▶ PROBLEM DETAILS
From the text on importing and exporting, extract word for word the part starting at "23 Importing and" and ending at "adds failure points.".

▶ QUOTED TEXT
↓
23 Importing and exporting

23.1 Motivation

  • Standard methods and batch methods transfer data between the API server and the client. But sometimes data needs to flow directly between the API and an external storage system (S3, Samba, etc.).
  • Using a middleman application (fetch from storage → create via API) wastes bandwidth and adds failure points.

23.2 Overview

  • Two custom methods: Import and Export.
  • Both return LROs (they can take a long time).
  • The API communicates directly with the external storage system, cutting out the client as middleman.

Figure 23.2 — Architecture: Data loader app calls Import() on the API server → API server fetches bytes directly from external storage → parses and creates resources internally.

  • Configuration is split into:
  • DataSource / DataDestination: How to connect to the storage system (polymorphic — S3Source, SambaSource, etc.)
  • InputConfig / OutputConfig: How to transform data (content type, compression, file templates)

23.3 Implementation

Import and export methods
## POST /chatRooms/*/messages:export → returns LRO
## POST /chatRooms/*/messages:import → returns LRO
  • Anchored to a specific resource type (e.g., ExportMessages, ImportMessages).
  • Can also import non-addressable data into a single resource (e.g., ImportTrainingData into a VirtualAssistant).
Storage system configuration
@dataclass
class DataSource:
    type: str = ""  # "s3", "samba", etc.

@dataclass
class S3Source(DataSource):
    type: str = "s3"
    bucket_id: str = ""
    mask: str = ""  # glob pattern, e.g., "folder/messages.*.csv"
  • Separate DataSource (for import) and DataDestination (for export) interfaces — they're similar but not identical (glob mask vs. prefix).
Input/Output config
@dataclass
class MessageInputConfig:
    content_type: str = ""        # "json", "csv", or auto-detect
    compression_format: str = ""  # "zip", "bz2", or none

@dataclass
class MessageOutputConfig:
    content_type: str = ""
↑
(Records from a data source)
↓
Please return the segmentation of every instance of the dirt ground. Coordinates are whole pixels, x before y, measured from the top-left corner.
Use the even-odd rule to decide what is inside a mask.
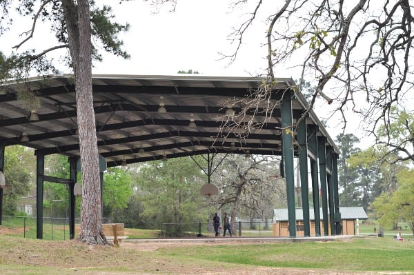
[[[1,230],[1,227],[0,227]],[[6,233],[0,230],[1,233]],[[4,236],[4,235],[3,235]],[[1,237],[1,236],[0,236]],[[1,237],[0,241],[0,273],[2,265],[56,268],[56,274],[85,275],[397,275],[401,272],[350,272],[335,270],[275,268],[188,259],[171,259],[158,249],[190,245],[217,245],[214,241],[124,241],[119,248],[91,245],[75,240],[38,241],[37,240]],[[235,245],[243,241],[226,243]],[[252,243],[250,241],[248,243]],[[127,270],[127,271],[126,271]],[[12,273],[14,272],[14,273]],[[16,274],[12,272],[6,274]],[[25,273],[26,274],[26,273]],[[54,273],[55,274],[55,273]]]

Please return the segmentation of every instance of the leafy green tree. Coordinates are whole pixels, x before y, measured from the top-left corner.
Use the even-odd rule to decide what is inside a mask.
[[[30,165],[29,154],[33,158],[33,151],[22,146],[14,145],[6,148],[4,178],[7,187],[3,190],[3,210],[6,215],[14,215],[20,210],[17,198],[28,194],[30,181],[27,167]]]
[[[205,176],[189,157],[152,161],[139,166],[133,181],[141,198],[147,226],[204,221],[211,215],[200,189]],[[183,234],[180,228],[175,232]]]
[[[396,108],[389,113],[389,123],[377,131],[377,143],[388,148],[384,155],[393,154],[393,162],[414,163],[414,114]]]
[[[355,169],[350,167],[346,161],[351,155],[360,151],[360,149],[356,147],[359,142],[359,140],[353,134],[341,134],[336,137],[336,143],[340,152],[337,162],[339,203],[343,206],[355,206],[354,202],[358,197],[353,183],[355,183],[359,175]]]
[[[126,207],[114,210],[113,221],[124,223],[126,227],[147,228],[148,225],[142,216],[144,210],[141,196],[134,194],[130,196]]]
[[[405,220],[414,236],[414,170],[402,170],[396,176],[398,188],[382,194],[373,205],[381,225],[391,227]]]
[[[93,1],[23,0],[16,4],[3,0],[0,4],[3,14],[0,19],[0,35],[10,26],[9,26],[13,21],[9,17],[12,14],[9,10],[13,8],[16,8],[20,16],[32,21],[29,31],[19,38],[20,42],[13,47],[14,52],[10,56],[0,54],[0,61],[4,65],[1,70],[2,77],[22,79],[34,72],[38,74],[55,72],[51,52],[58,49],[68,50],[63,60],[74,71],[81,159],[84,160],[81,161],[83,202],[79,239],[90,243],[106,243],[102,238],[100,226],[101,198],[92,95],[92,60],[100,59],[97,52],[100,47],[119,57],[128,57],[121,50],[122,42],[117,39],[117,34],[127,30],[128,26],[112,22],[111,8],[108,6],[98,8]],[[48,26],[50,32],[55,34],[55,39],[44,39],[51,41],[51,45],[42,50],[22,50],[22,45],[27,44],[36,33],[39,26],[37,23],[40,21],[50,23]],[[94,39],[91,39],[92,36]],[[95,46],[92,42],[97,41],[97,46]],[[34,97],[32,91],[21,91],[21,93],[26,94],[23,98]],[[32,104],[35,101],[26,102]]]
[[[103,174],[103,216],[114,218],[114,212],[128,207],[133,194],[131,176],[120,167],[108,168]]]
[[[362,205],[367,211],[373,201],[373,188],[380,179],[381,169],[377,155],[373,147],[353,154],[348,160],[350,169],[355,170],[358,178],[350,183],[347,190],[352,198],[350,206]]]

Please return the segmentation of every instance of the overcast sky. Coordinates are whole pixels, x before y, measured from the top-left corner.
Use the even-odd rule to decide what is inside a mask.
[[[206,76],[248,77],[266,72],[267,62],[265,59],[266,25],[264,14],[259,14],[254,24],[244,37],[244,43],[235,61],[229,63],[229,59],[222,59],[219,52],[232,54],[237,43],[232,43],[229,35],[233,28],[239,28],[254,9],[252,1],[241,8],[232,8],[234,0],[177,0],[174,12],[170,6],[164,5],[159,10],[150,1],[135,0],[124,1],[104,1],[106,5],[112,3],[116,21],[130,24],[130,30],[121,34],[124,49],[131,59],[123,60],[109,54],[103,54],[102,63],[95,63],[93,74],[175,74],[179,70],[193,70]],[[99,3],[99,1],[97,1]],[[253,5],[255,4],[253,1]],[[264,11],[275,10],[277,1],[264,1],[268,5]],[[270,13],[269,13],[270,14]],[[266,16],[268,16],[266,14]],[[11,47],[17,44],[21,37],[17,35],[28,30],[31,22],[15,21],[12,31],[3,37],[0,50],[10,52]],[[50,29],[38,28],[28,46],[35,45],[40,51],[54,45],[53,37],[50,37]],[[41,49],[39,45],[45,45]],[[48,45],[49,44],[49,45]],[[103,52],[103,50],[101,51]],[[299,72],[288,70],[289,64],[280,64],[275,68],[276,77],[299,78]],[[68,68],[59,68],[64,73]],[[331,106],[323,104],[315,108],[321,119],[326,119]],[[333,108],[333,106],[332,106]],[[350,116],[346,132],[357,134],[355,129],[359,119]],[[328,130],[333,138],[342,131],[340,120],[330,119]],[[363,146],[366,147],[366,146]]]
[[[131,59],[107,56],[103,63],[97,64],[94,73],[172,74],[190,69],[209,76],[262,73],[266,65],[266,49],[261,46],[265,42],[266,27],[259,21],[246,34],[236,61],[229,64],[228,59],[220,60],[219,52],[234,52],[236,44],[231,43],[228,35],[232,27],[238,27],[246,18],[248,9],[232,10],[230,2],[178,0],[175,12],[165,5],[155,14],[155,7],[142,1],[114,6],[119,22],[131,25],[130,31],[122,35]]]

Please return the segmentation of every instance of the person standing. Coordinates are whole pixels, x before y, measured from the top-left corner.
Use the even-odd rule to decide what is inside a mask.
[[[226,231],[228,230],[228,234],[231,237],[231,226],[230,225],[230,219],[227,216],[227,212],[224,212],[224,218],[223,218],[223,236],[226,236]]]
[[[220,233],[219,230],[220,228],[220,217],[217,216],[217,214],[214,214],[213,218],[213,225],[214,226],[214,231],[216,232],[216,237],[218,236]]]

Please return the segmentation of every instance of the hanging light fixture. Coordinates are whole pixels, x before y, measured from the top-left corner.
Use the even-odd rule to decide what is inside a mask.
[[[29,136],[28,132],[26,131],[23,131],[21,132],[21,138],[20,139],[20,141],[21,142],[28,142],[29,141]]]
[[[226,110],[226,115],[229,116],[233,116],[235,115],[235,110],[233,110],[233,105],[228,104],[227,110]]]
[[[188,123],[188,127],[190,128],[197,128],[197,124],[195,124],[195,121],[194,120],[194,114],[190,114],[190,123]]]
[[[30,111],[30,116],[29,116],[30,121],[39,121],[39,115],[37,114],[37,110],[32,110]]]
[[[236,145],[234,141],[231,142],[231,145],[230,146],[230,150],[232,151],[235,151],[236,150]]]
[[[167,161],[167,154],[166,154],[166,151],[164,150],[164,154],[162,156],[162,161]]]
[[[166,103],[164,101],[164,96],[159,96],[159,108],[158,108],[158,112],[161,114],[165,114],[167,112],[167,110],[165,108]]]

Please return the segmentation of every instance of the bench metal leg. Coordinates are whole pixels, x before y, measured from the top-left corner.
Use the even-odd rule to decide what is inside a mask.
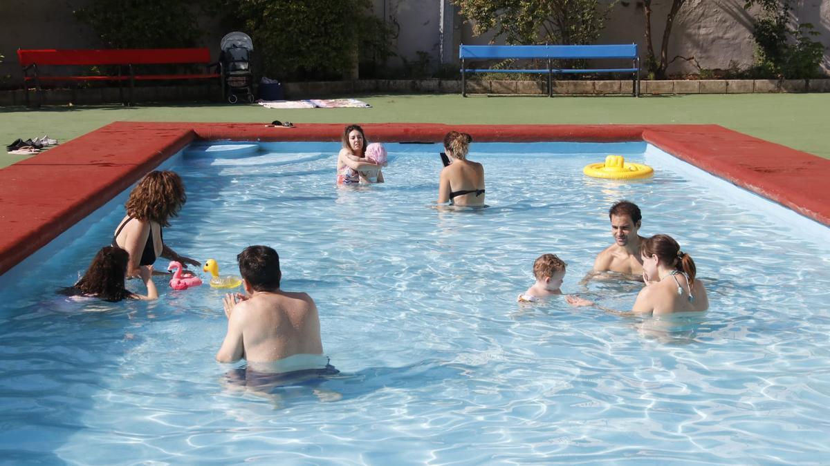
↑
▶ RESULT
23 Importing and exporting

23.1 Motivation

  • Standard methods and batch methods transfer data between the API server and the client. But sometimes data needs to flow directly between the API and an external storage system (S3, Samba, etc.).
  • Using a middleman application (fetch from storage → create via API) wastes bandwidth and adds failure points.